> What is expected: Extract every line of the material below that contains the string "Target", with case counting in the match.

======== Provided data

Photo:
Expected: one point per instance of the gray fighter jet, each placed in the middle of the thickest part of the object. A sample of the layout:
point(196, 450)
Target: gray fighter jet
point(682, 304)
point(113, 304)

================
======== Provided data

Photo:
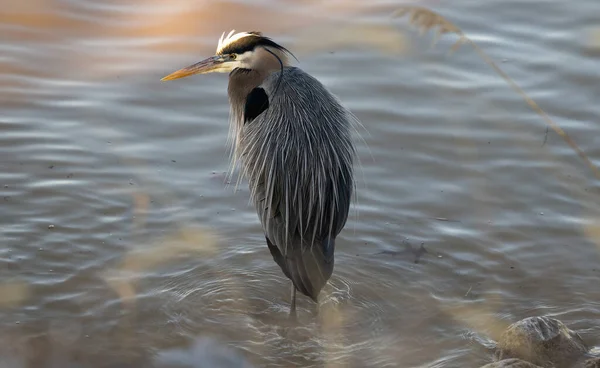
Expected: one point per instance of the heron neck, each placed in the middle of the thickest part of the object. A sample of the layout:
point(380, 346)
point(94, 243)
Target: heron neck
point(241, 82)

================

> Output:
Target: gray fighter jet
Target: heron neck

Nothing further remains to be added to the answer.